◆ Exercise aim ◆
Give the lines again word for word, beginning with the one containing "Q: For each instance of the beige" and ending with the last line of the material below.

◆ Given data ◆
★ ★ ★ ★ ★ ★ ★
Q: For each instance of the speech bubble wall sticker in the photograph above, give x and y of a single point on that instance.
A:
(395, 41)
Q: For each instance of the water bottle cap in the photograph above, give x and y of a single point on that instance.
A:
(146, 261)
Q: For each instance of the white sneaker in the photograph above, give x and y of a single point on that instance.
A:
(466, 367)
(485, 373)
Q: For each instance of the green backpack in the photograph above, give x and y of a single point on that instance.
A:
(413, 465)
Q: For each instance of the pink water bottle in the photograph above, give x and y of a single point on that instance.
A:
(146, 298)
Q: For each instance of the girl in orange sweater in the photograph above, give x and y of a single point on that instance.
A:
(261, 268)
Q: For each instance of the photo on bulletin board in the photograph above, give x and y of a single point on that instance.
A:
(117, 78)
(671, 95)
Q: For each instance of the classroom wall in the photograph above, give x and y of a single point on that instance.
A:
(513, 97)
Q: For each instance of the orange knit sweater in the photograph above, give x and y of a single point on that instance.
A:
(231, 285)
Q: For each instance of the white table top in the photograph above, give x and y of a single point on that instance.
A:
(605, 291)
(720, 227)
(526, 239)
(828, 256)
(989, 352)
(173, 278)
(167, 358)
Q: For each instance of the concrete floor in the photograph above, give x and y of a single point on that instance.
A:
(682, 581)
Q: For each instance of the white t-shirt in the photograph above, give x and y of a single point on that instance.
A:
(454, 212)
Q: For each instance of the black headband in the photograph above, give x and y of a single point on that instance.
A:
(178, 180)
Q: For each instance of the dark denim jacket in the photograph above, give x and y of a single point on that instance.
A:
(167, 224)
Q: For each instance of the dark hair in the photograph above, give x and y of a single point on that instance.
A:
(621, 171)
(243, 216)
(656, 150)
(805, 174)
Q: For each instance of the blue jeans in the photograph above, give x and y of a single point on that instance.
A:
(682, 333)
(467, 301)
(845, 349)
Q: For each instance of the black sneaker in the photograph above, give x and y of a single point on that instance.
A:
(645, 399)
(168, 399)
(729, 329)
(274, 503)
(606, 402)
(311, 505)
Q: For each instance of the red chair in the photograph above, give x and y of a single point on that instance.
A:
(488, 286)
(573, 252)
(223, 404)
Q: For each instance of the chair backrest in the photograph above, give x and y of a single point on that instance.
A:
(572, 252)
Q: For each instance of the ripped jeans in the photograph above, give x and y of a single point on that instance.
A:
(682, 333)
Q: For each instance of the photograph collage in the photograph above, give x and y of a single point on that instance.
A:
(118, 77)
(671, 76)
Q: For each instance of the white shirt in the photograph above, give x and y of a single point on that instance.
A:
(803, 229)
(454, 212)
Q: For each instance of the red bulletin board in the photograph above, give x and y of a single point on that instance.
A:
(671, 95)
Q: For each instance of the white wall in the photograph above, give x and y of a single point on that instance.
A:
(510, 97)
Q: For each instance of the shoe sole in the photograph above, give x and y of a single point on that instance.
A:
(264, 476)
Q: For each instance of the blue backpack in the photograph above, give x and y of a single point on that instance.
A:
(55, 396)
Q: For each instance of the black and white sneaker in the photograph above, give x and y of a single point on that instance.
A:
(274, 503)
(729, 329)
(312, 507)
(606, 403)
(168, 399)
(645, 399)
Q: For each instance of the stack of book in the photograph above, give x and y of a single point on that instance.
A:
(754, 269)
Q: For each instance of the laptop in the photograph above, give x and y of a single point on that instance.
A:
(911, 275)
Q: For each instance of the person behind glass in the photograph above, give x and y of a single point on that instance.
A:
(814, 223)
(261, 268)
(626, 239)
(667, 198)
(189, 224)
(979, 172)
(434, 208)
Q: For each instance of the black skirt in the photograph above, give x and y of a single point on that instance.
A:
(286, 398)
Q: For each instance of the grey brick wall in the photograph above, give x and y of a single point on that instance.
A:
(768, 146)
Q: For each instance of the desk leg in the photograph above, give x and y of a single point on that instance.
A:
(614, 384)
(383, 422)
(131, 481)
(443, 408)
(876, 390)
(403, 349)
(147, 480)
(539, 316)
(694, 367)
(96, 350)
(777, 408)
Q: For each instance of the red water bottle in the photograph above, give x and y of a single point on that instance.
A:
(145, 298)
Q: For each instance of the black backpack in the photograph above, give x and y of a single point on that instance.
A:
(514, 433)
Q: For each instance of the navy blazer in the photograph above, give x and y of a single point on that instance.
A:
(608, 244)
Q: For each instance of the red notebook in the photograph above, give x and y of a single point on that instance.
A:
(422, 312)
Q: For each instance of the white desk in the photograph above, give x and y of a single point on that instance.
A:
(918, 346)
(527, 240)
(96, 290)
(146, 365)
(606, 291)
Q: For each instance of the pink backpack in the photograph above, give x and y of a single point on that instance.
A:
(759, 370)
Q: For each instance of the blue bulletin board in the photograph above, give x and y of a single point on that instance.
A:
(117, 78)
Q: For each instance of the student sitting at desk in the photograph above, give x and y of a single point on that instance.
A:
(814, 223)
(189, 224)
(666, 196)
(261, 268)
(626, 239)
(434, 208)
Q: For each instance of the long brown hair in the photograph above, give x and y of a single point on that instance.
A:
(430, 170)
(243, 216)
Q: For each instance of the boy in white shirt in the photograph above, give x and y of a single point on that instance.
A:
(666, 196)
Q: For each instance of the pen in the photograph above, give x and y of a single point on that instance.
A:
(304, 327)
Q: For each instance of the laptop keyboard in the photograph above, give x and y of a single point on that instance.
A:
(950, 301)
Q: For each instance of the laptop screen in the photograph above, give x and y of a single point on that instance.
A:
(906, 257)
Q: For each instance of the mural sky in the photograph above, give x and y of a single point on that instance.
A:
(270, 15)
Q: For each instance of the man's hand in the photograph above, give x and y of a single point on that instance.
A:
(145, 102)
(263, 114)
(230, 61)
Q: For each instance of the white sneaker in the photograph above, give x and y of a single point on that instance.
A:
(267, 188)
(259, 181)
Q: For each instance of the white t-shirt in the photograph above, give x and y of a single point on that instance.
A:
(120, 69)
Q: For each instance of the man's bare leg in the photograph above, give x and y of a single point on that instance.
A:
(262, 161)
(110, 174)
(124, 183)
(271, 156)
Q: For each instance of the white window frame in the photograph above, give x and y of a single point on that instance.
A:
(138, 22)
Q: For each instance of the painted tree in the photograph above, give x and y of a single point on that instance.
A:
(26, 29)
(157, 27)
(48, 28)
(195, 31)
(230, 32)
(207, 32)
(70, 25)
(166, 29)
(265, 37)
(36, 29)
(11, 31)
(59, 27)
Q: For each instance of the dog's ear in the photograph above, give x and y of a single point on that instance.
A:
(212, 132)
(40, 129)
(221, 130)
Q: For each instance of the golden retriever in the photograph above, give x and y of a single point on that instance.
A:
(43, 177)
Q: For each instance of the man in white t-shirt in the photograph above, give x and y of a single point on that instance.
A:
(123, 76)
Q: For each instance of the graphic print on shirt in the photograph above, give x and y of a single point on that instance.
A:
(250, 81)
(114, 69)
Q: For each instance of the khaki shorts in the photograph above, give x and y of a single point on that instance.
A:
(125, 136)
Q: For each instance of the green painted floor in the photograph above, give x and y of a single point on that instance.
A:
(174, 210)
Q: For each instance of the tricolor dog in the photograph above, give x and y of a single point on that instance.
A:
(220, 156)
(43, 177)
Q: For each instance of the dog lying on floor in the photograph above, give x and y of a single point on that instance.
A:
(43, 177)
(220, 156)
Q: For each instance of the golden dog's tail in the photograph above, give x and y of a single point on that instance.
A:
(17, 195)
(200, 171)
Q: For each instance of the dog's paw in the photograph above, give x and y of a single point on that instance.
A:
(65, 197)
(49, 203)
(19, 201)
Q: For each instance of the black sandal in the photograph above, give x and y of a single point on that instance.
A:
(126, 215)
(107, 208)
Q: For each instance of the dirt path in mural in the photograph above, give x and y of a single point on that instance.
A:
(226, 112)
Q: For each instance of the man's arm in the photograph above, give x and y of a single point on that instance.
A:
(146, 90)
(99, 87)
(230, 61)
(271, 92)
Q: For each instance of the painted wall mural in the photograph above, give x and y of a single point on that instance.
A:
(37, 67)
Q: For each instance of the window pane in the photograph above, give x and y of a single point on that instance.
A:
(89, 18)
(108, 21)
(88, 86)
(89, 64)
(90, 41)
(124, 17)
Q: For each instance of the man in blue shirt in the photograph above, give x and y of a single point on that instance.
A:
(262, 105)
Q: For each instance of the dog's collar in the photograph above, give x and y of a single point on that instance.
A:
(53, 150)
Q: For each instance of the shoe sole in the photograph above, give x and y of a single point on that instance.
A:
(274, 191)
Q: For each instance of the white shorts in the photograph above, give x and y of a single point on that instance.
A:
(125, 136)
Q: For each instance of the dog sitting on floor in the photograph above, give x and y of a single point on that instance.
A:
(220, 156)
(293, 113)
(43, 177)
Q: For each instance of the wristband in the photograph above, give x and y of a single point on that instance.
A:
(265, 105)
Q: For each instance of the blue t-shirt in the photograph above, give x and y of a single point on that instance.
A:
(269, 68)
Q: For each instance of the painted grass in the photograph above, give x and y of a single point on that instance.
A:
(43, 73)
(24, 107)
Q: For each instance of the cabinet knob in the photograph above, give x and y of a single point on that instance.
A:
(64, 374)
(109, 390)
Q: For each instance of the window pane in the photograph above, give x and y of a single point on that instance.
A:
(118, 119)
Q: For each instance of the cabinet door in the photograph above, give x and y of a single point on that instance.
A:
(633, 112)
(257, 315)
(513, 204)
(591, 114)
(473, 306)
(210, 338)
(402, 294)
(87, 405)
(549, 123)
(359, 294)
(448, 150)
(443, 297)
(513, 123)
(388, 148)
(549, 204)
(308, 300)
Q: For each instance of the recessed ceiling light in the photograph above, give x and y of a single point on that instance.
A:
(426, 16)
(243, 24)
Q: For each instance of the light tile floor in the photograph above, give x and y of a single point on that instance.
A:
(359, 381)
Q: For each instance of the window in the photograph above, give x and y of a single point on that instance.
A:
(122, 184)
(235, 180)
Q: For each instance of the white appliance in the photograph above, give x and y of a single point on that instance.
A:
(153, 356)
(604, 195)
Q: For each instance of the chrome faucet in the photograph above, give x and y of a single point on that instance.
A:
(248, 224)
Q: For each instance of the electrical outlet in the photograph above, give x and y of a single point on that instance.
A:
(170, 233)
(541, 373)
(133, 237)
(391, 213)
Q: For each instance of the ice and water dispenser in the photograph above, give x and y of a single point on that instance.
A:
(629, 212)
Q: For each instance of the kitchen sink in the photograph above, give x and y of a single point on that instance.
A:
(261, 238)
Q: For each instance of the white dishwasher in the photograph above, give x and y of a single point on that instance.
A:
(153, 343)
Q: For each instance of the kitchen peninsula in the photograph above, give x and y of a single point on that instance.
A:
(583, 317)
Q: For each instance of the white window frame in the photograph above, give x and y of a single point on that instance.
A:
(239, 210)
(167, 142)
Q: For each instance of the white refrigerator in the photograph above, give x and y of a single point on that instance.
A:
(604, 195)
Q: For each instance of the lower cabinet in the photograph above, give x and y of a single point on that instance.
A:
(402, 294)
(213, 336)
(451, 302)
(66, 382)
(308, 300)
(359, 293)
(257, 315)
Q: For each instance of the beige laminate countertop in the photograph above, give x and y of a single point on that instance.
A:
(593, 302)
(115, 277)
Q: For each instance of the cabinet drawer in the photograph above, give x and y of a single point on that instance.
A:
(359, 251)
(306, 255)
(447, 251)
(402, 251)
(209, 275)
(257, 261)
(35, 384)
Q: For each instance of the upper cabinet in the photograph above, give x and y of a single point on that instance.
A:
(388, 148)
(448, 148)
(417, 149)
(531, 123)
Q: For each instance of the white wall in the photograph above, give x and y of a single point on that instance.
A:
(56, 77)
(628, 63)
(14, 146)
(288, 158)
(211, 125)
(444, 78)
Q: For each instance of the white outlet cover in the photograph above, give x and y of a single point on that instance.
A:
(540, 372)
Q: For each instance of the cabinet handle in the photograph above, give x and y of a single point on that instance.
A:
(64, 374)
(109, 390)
★ ★ ★ ★ ★ ★ ★
◆ Solution for this task ◆
Q: For each instance of the beige laminate countertop in the photograph above, give x and y of a single point on that instance.
A:
(593, 302)
(115, 277)
Q: For each instance of the cabinet drawer in the photograph above, give x and y of a single point on that instance.
A:
(359, 251)
(306, 255)
(447, 251)
(402, 251)
(209, 275)
(257, 261)
(35, 384)
Q: For each instance of the upper cabinet in the photograph above, give x and y of a single point on that instance.
A:
(388, 148)
(448, 148)
(417, 149)
(531, 123)
Q: For each instance of the white wall in the photograph above, give x and y of a single point on that instance.
A:
(56, 77)
(628, 63)
(14, 146)
(288, 158)
(211, 125)
(444, 78)
Q: For each instance of the white outlet cover in the photograph above, give x and y of a single point on that instance.
A:
(540, 372)
Q: For each instance of the cabinet handle in the photograph above, give x and y of a single point on that instance.
A:
(64, 374)
(109, 390)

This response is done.